→ **What to do**:
1 > Using the passage on sovereignty, explain why accepting that "Sovereignty is conserved" makes constitutional government impossible. Answer in one to three sentences.
2 > In the passage on sovereignty, what name is given to the question "Can Sovereignty bind itself?"
3 > Continue the passage on sovereignty, starting after its last sentence.

# Start of Source passage

Moldbug’s insistence that ‘Sovereignty is conserved’ surely counts as one of the most significant assertions in the history of political thought. It is arguably the fundamental axiom of his ‘system’, and its implications are almost inestimably profound.

Sovereignty is conserved says that anything that appears to bind sovereignty is itself in reality true sovereignty, binding something else, and something less. It is therefore a negative answer to the Odysseus Problem: Can Sovereignty bind itself? If Moldbug’s assertion is accepted, constitutional government is impossible, except as a futile aspiration, a ‘noble lie’, or a cynical joke.

In addition to Moldbug’s powerful arguments, we know from the work of Kurt Gödel that the Odysseus Problem is at least partially insoluble, since it is logically impossible for there to be a perfect knot. However well constructed a constitution might be, it cannot, in principle, seal itself reliably against the possibility of a surreptitious undoing. In a sufficiently complex (self-referential) constitutional order, there will always be permissible procedures whose consequences have not been completely anticipated, and whose consistency with the continuation of the system cannot be ensured in advance.

# End of Source passage
# Start of Data provided

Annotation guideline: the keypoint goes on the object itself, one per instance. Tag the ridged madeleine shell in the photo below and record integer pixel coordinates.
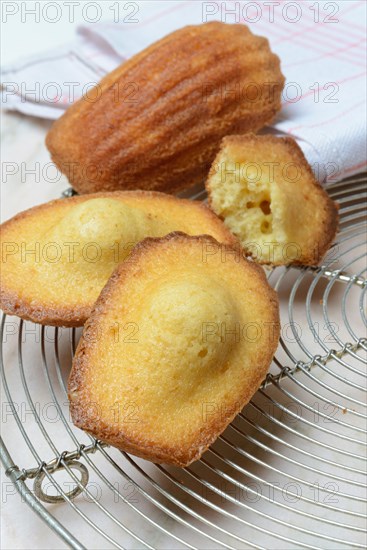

# End of Data provided

→ **Replies**:
1 > The assertion holds that anything that appears to bind sovereignty is itself the true sovereignty, binding something else and something less. Sovereignty therefore cannot bind itself, so a constitution can only be a futile aspiration, a "noble lie," or a cynical joke.

2 > The Odysseus Problem.

3 >
Yet it would be obviously misleading to assume that such concerns were not already active during the formulation of the American Constitution. It is precisely because some quite lucid comprehension of the Odysseus Problem was at work, that the founders envisaged the grounding principle of republican constitutionalism as a division of powers, whereby the component units of a disintegrated sovereignty bound each other. The animating system of incentives was not to rest upon a naive expectation of altruism or voluntary restraint, but upon a systematically integrated network of suspicion, formally installing the anti-monarchical impulse as an enduring, distributed function. If the republic was to work, it would be because the fear of  power in other hands permanently over-rode the greed for power in one’s own.

The American Constitution was, of course, destroyed, in successive waves. After Lincoln, and FDR, only a pitiful and derided shell remains. USG has unified itself, and the principle of sovereign power has been thoroughly re-legitimated in the court of popular opinion. Democracy rose as the republic fell, exposing yet again the essential political bond of the tyrant with the mob, Leviathan with the people.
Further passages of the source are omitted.